Description of the task | Find every row below that contains the string "grass", and copy each matching row in full.

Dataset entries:

______________________________

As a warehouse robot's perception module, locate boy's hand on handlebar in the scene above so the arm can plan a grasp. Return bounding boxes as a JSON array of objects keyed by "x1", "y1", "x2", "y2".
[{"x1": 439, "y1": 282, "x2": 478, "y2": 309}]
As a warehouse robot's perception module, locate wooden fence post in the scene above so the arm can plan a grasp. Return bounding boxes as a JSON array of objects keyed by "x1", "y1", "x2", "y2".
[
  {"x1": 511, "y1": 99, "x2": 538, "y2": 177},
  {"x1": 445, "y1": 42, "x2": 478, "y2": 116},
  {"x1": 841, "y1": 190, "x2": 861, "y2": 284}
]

______________________________

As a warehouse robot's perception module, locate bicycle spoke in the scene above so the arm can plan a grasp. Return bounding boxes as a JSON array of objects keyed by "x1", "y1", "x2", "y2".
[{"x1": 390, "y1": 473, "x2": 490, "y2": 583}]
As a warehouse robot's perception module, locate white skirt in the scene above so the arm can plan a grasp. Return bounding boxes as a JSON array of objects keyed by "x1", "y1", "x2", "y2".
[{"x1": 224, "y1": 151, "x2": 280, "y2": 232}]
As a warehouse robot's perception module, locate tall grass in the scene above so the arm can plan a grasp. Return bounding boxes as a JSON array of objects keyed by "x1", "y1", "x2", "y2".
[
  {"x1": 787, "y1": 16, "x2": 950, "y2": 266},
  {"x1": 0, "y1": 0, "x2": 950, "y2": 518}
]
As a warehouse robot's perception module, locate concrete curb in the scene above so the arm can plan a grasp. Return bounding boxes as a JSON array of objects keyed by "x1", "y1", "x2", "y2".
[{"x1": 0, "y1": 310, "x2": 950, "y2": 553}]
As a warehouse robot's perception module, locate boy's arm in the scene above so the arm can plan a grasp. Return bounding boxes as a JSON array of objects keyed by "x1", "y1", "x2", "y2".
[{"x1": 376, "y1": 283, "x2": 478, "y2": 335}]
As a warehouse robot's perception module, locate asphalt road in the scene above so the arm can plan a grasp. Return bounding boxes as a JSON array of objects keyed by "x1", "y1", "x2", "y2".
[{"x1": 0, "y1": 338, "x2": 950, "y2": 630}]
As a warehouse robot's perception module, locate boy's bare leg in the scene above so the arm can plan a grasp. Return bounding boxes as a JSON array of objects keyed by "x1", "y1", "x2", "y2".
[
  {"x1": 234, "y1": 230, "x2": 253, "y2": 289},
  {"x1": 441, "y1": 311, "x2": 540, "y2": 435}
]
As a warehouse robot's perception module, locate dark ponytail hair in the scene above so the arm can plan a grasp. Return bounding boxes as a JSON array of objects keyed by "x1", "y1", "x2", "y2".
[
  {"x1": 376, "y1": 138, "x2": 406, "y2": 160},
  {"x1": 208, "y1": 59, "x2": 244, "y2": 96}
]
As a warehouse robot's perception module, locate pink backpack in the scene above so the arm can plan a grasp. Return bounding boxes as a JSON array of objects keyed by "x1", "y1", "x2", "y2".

______________________________

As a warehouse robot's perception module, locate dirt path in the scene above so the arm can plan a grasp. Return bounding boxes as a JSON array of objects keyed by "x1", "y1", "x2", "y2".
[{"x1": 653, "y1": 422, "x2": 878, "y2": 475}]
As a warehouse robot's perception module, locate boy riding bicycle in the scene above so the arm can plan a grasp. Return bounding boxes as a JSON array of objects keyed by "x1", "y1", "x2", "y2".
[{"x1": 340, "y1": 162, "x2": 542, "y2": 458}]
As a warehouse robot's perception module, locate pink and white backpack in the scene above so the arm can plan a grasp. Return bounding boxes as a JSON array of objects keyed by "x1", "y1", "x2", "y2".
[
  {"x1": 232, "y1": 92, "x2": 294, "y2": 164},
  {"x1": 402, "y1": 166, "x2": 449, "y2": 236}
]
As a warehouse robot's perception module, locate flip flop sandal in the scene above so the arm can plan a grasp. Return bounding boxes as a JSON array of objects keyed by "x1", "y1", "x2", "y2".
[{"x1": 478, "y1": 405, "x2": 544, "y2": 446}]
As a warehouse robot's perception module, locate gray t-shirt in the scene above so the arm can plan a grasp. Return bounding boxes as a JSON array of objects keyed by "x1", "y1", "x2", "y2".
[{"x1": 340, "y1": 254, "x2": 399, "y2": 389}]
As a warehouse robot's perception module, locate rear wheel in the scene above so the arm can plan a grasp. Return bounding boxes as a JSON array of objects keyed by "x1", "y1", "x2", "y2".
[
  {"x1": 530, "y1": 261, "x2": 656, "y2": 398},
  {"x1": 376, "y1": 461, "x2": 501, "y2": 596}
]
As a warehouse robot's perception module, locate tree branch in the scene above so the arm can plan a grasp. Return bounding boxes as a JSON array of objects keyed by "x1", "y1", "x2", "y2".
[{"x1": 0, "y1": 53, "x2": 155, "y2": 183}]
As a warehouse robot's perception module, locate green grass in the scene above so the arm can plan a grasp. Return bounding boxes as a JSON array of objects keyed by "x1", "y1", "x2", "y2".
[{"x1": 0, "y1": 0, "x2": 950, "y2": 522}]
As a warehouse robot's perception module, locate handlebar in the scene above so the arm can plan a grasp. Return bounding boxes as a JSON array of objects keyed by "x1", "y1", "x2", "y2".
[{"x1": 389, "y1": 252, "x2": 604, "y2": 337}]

______________________________

Written reply |
As a warehouse robot's perception module, locate tall grass in the scene above so the arm can plan a grasp. Return bounding boxes as a JSON array of objects keyed by "x1", "y1", "x2", "y2".
As a warehouse robot's perception module, locate green grass in the scene above so the arm can plan a grasp. Return bounding boxes as a JSON array of objects keyed by "x1", "y1", "x2", "y2".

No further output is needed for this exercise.